SUPPLIED TEXT:
[Start of Attachment]

What is the subtract-max trick in softmax and why does it work?	Subtract the per-row maximum from logits before exponentiation. This keeps intermediate values finite without changing the output distribution, since the constant cancels in the denominator.
Why does grouped-query attention (GQA) reduce KV-cache memory?	GQA shares K and V projections across groups of query heads, reducing the number of KV heads from H to G (G << H). This cuts KV-cache memory by H/G without significant accuracy loss.
Write multi-head attention score computation as an einsum with labeled dimensions.	torch.einsum('bhqd,bhkd->bhqk', Q, K) * (1/sqrt(d_k)), where b=batch, h=head, q=query position, k=key position, d=head dimension.
What dtype does FP8 E4M3 use for the forward pass, and why?	E4M3 (4-bit exponent, 3-bit mantissa) for forward. The wider exponent range compared to E5M2 preserves more of the dynamic range needed for activations and weights.
What is the practical throughput gap between a naive PyTorch attention and a Triton kernel at sequence length 16K?	Typically 3-5x on an H100, driven by memory bandwidth: the naive version materializes the full N×N attention matrix in HBM, while a Triton kernel tiles and keeps it in SRAM.
Why does residual add matter architecturally despite consuming almost no FLOPs?	Residuals create gradient highways through the network — without them, gradients vanish in deep models. They also allow each layer to represent a small correction to the previous representation rather than a full re-encoding.
In the JHU humanoid control loop, what is the consequence of wasting 100µs in the attention kernel?	100µs less budget for the PD controller per step. At 50Hz, control steps are 20ms each; 100µs is 0.5% of the budget and compounds into measurably rougher trajectories over a long-horizon task.

[End of Attachment]

RECORDED DATA:
[Start of Attachment]

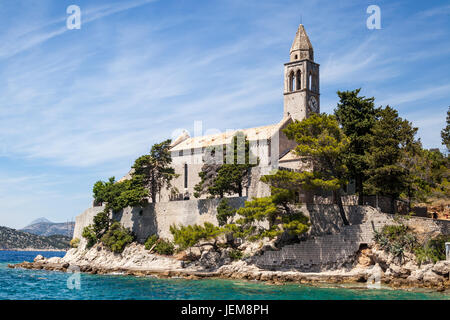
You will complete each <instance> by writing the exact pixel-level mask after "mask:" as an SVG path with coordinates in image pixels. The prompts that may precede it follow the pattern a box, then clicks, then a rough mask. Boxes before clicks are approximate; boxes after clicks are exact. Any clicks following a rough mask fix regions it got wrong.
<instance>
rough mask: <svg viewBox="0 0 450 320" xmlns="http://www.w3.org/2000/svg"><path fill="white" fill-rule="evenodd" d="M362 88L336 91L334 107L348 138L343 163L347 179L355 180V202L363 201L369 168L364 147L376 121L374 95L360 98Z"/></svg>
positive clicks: (364, 147)
mask: <svg viewBox="0 0 450 320" xmlns="http://www.w3.org/2000/svg"><path fill="white" fill-rule="evenodd" d="M360 91H361V89H356V90H353V91H338V92H337V94H338V96H339V98H340V101H339V103H338V105H337V108H336V109H335V110H334V114H335V115H336V119H337V120H338V122H339V124H340V125H341V127H342V130H343V131H344V133H345V134H346V135H347V137H348V138H349V140H350V143H349V147H348V150H347V153H346V155H345V164H346V166H347V168H348V173H349V178H350V179H355V185H356V192H357V193H358V195H359V197H358V202H359V204H360V205H362V204H363V195H364V190H363V184H364V181H365V180H366V179H367V177H366V175H365V174H364V172H365V170H367V169H368V164H367V161H366V157H365V156H364V155H365V149H366V146H367V144H368V142H369V140H370V135H371V129H372V127H373V126H374V124H375V121H376V115H377V109H376V108H375V105H374V100H375V99H374V98H373V97H372V98H366V97H359V96H358V94H359V92H360Z"/></svg>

[End of Attachment]

PROBLEMS TO WORK ON:
a – Summarize the notes on transformer efficiency in exactly two sentences.
b – Render this sentence from the notes on transformer efficiency in Spanish: "Residuals create gradient highways through the network — without them, gradients vanish in deep models."
c – Using the notes on transformer efficiency, answer each question in a few words:
(i) In the einsum for attention scores, what does the label h stand for?
(ii) By what factor does grouped-query attention cut KV-cache memory?
(iii) How long is each control step at 50Hz?
None of the records is needed for this work.

RESPONSES:
a – Subtracting each row's maximum from the logits keeps softmax values finite without changing the output, and grouped-query attention cuts KV-cache memory by H/G by sharing K and V projections across groups of query heads. At sequence length 16K on an H100, a Triton attention kernel is typically 3-5x faster than a naive PyTorch version because it tiles the attention matrix and keeps it in SRAM instead of materializing it in HBM, and residual connections matter because they prevent gradients from vanishing in deep models.

b – Los residuales crean autopistas de gradiente a través de la red; sin ellos, los gradientes se desvanecen en los modelos profundos.

c –
(i) Head
(ii) H/G
(iii) 20ms